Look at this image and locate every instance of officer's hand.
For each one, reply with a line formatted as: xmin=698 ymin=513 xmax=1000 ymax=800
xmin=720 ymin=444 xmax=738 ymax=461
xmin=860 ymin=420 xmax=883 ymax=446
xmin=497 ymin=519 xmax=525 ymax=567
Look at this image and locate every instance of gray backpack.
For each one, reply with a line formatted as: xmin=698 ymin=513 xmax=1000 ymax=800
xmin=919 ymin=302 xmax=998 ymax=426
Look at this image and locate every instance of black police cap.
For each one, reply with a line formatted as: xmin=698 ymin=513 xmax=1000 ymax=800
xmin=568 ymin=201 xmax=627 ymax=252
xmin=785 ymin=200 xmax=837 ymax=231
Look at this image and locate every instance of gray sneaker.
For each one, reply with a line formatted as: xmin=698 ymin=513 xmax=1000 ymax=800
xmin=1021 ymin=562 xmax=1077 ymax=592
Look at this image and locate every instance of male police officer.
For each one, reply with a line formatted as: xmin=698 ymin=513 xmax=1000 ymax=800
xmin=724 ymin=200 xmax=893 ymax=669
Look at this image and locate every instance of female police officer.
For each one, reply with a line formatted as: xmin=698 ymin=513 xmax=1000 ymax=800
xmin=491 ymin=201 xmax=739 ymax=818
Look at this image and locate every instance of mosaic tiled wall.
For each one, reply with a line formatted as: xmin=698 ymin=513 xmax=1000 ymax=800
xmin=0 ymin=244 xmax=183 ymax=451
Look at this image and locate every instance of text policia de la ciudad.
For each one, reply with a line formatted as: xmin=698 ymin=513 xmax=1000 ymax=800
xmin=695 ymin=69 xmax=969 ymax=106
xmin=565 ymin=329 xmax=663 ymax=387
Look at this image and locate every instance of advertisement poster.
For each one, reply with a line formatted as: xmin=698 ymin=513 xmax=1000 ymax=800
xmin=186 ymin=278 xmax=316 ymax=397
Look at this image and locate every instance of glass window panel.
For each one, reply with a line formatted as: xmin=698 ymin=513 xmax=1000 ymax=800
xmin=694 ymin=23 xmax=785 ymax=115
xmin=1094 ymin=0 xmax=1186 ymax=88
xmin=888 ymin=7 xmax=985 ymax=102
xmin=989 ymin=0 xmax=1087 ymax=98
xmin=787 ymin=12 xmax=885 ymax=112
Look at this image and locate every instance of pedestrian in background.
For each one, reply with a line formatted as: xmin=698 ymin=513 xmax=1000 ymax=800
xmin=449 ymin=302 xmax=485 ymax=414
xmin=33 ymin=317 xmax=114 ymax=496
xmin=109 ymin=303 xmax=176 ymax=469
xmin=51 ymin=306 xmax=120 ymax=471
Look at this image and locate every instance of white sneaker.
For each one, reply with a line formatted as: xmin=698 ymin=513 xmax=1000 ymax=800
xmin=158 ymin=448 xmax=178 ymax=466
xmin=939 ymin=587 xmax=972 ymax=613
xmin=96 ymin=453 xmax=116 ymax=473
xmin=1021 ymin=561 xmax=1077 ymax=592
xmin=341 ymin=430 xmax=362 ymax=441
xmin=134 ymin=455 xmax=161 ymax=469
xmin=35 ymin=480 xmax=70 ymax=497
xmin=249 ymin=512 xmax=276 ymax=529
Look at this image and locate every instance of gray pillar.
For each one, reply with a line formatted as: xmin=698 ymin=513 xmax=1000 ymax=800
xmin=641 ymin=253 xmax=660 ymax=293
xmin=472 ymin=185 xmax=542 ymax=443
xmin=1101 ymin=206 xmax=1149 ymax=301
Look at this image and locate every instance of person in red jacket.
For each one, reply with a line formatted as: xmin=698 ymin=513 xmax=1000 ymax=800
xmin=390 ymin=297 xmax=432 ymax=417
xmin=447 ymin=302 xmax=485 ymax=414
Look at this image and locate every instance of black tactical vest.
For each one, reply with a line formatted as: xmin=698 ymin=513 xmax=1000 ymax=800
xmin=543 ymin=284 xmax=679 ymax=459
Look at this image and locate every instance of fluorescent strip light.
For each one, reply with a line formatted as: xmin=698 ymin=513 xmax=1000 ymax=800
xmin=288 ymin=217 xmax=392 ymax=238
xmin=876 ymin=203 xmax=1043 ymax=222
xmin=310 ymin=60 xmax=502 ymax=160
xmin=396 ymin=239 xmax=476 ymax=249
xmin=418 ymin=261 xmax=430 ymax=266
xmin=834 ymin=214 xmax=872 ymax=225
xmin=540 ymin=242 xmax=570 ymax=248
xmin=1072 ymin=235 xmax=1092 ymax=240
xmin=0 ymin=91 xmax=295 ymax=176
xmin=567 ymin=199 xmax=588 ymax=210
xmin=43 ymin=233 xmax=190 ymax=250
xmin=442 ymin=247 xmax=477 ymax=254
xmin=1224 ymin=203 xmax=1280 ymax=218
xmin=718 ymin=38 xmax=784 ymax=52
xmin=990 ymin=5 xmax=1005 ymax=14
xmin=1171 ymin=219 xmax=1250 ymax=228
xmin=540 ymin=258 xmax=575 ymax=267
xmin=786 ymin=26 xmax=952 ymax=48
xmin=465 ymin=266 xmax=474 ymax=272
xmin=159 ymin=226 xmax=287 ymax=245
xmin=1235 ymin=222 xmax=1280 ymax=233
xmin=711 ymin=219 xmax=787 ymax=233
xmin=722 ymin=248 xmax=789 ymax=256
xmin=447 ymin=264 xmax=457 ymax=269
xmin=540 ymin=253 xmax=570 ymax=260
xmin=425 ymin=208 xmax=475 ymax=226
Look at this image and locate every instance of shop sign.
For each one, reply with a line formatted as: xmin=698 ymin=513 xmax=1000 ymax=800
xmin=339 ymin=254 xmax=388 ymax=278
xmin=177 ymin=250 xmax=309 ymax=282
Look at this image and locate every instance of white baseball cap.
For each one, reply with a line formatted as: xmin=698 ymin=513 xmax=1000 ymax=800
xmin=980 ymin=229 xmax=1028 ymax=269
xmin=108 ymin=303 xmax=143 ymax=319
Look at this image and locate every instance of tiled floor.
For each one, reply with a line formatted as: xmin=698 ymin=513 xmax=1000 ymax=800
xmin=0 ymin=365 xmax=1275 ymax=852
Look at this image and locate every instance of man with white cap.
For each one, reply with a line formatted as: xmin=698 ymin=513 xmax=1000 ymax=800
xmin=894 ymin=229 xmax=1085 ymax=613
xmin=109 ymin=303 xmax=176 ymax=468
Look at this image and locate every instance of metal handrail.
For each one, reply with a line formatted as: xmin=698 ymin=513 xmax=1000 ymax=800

--- --- ---

WORK INSTRUCTIONS:
The expected answer is an exact copy of the lines beginning at the one with "Look at this image and locate every instance of metal" and running to the end of the entries above.

TASK SOLUTION:
Look at this image and locate every instance of metal handrail.
For each one, reply with a line formatted as: xmin=698 ymin=513 xmax=1000 ymax=800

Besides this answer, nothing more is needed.